= 提示された抜粋 =
○ ○ ○

上品できれいな雰囲気をまといたいなら草履、一方レトロな雰囲気でスタイルアップしたいならブーツがおすすめです。
髪飾り
華やかさをプラスしてくれる髪飾りも、袴の着付けでは用意すべきアイテムです。
髪飾りをつけることで、コーディネートが引き締まり、ご自身の魅力をさらに引き立ててくれます。
アートフラワーやリボン、ヘッドドレスなどを、袴スタイルに合わせて選んでみてくださいね。
【関連記事】卒業式袴にぴったりな髪飾りの選び方を紹介
ご自身でも覚えておきたい!基本の袴の着付け方
袴を身につけるときには、さまざまなアイテムが必要であることがおわかりいただけたのではないでしょうか。
本項では、それらのアイテムを用いて、どのような手順で着付けていけばよいのかをお伝えします。
ステップ①肌襦袢を身につける
まずは、肌襦袢を身につけます。
タイプによって多少異なりますが、いずれの場合もご自身から見て左手側を上に合わせてください。
肌襦袢を着用したあとは、胸元やおなか周りにタオルを当てて、凹凸を補正しておきましょう。
このひと手間が、着崩れ防止にもつながりますよ。
胸元を補正するときはタオルを縦に三つ折りにし、胸の前でV字を作るイメージで両肩に先端を乗せます。
またおなか周りには、くびれをなくすよう縦に二つ折りにしたタオルを巻きつけます。
ウエストよりも少し高い位置で巻き、最後は腰紐で結ぶのがポイントです。
【関連記事】卒業式当日!袴を着るときの下着や服装って?
ステップ②長襦袢を着る
身体の凹凸を補正したら、次に衿芯を通した長襦袢を身につけます。
長襦袢は和服における下着に該当しますので、着物や袴の隙間から見えないように着付けなければなりません。
ですから、長襦袢の裾は短くしておきましょう。
目安としては、膝もしくは膝下の辺りに裾がくるイメージです。
コーリンベルトを使って、長襦袢の内側から右前身ごろを留め、背中を通して左前身ごろを留めます。
衿元を崩さないよう注意しながら、ウエストを腰紐や伊達締めで結びます。
ステップ③着物を着付ける
長襦袢のあとは、着物の着付けに移ります。
まずは着物をはおり、クリップを使って長襦袢と重ね衿、着物をまとめて首のうしろで留めておきます。
このときに使用するクリップは、和服用のものである必要はありません。
洗濯ばさみや大き目のペーパークリップなど、ご自宅にあるもので代用できますよ。
そうしたら、着物を左手側が上、右手側が下になるように身体に沿わせます。
長襦袢と同様に裾を短く調整し、ウエストを腰紐でギュッと縛りましょう。
衿元を整え、右前身ごろと左前身ごろをコーリンベルトで固定したら伊達締めで結んで、この工程は終了です。
ステップ④半幅帯で締める
次に、腰より少し上の辺りで半幅帯を締めてください。
半幅帯を40cm程度とり二つ折りにして肩にかけたら、残りの部分を広げて後ろ側から前に二周巻きつけます。
その後、肩にかけておいた帯と腰に巻きつけたほうの帯を強めに結びましょう。

○ ○ ○

= 抽出データ =
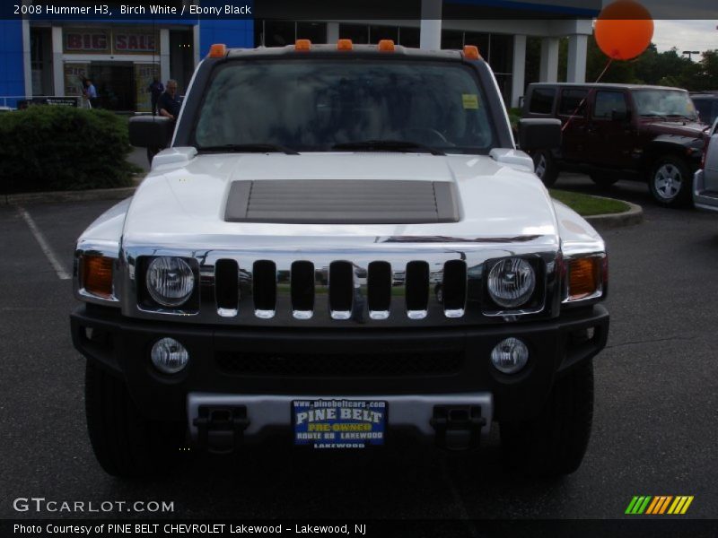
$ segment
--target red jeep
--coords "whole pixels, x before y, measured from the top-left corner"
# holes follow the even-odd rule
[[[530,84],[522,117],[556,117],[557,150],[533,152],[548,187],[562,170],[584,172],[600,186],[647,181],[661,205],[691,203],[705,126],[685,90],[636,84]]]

○ ○ ○

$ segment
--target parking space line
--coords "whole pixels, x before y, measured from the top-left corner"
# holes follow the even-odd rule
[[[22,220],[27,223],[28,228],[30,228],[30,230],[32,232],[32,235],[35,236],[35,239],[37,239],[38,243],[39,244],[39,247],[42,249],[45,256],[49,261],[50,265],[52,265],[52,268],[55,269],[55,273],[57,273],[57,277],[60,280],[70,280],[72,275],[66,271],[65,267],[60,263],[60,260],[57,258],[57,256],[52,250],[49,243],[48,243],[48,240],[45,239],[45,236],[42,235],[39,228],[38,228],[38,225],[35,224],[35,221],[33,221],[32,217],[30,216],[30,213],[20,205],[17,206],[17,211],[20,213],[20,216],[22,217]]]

○ ○ ○

袴の着付けに関する文章を、最後の文の続きから引き継いで書いてください。 エントリーは袴の着付けに関する文章とは関係がありません。

= 解答 =
このとき、長いほうの帯の先端が上側にくるように結ぶのがポイントです。
ステップ⑤帯でリボンを作る
帯をひと結びしたら、リボンを作ります。
腰に巻きつけた長いほうの帯を20cm程度の長さに折りたたみ、リボン型になるようにタックをとります。
きちんと背中の中心にきているかを確認し、短いほうの帯を上から下に通したら、リボン結びの完成です。
ステップ⑥袴を着る
ここまでの準備を終えて、いよいよ袴の登場です。
袴を広げて中に入ったら前側を持ち上げ、帯がおおよそ2cm見える位置で合わせたのちクリップで留めます。
前にある細い紐を背中で交差させて、帯のリボンの上で一度結びましょう。
そのままリボンの結び目に重なるように紐を下ろしたあと、帯の下側でもひと結びします。
リボンにたすきをかけるイメージで紐を結んだら、次は身体の前にもってきて交差させます。
このとき右側の紐を下にしておくのが理想的です。
下から上へと右側の紐を折り返し、両方の紐が同じところを通って再度後ろに回したら、帯の下で蝶々結びにしておいてください。
ステップ⑦袴の後ろ側を調整する
袴の前側が完成したあとは、後ろ側を整えます。
後ろ側の袴を持ち上げて、内側についている白いヘラを着物と帯のあいだに差し込みます。
ヘラを差し込んだら、着物の中心線と袴の真ん中にあるヒダを一直線にそろえるイメージで整えてください。
この部分がそろっていると、より美しい仕上がりとなりますよ。
中心を整えて位置が決まったら、ズレないようにグッと押さえつけて紐を身体の前にもっていきます。
ステップ⑧紐を蝶々結びにして形を整える
最後に、前にもってきた紐を蝶々結びにして形を整えましょう。
紐は左右どちらか、ご自身の気に入ったほうで結んでくださいね。
はじめに左側の紐を上に重ねて、ゆるみのないようにきつく締めます。
その際、前の袴を着たときに交差させた紐の下を通るのがポイントです。
こうしておけば、袴が落ちてしまう心配はありません。
結び目を縦にして蝶々結びをしたら、長いほうの紐を下から上に通しておきます。
この紐を結び目に被せ、袴スタイルのできあがりです。
【関連記事】卒業式袴のレンタルはギリギリで大丈夫?最適な時期も解説
袴の着付けるときのポイント
袴を着付けるときには、押さえておきたい4つのポイントがあります。
以下でお伝えするポイントを意識して、一日中着ても崩れない袴姿を目指しましょう。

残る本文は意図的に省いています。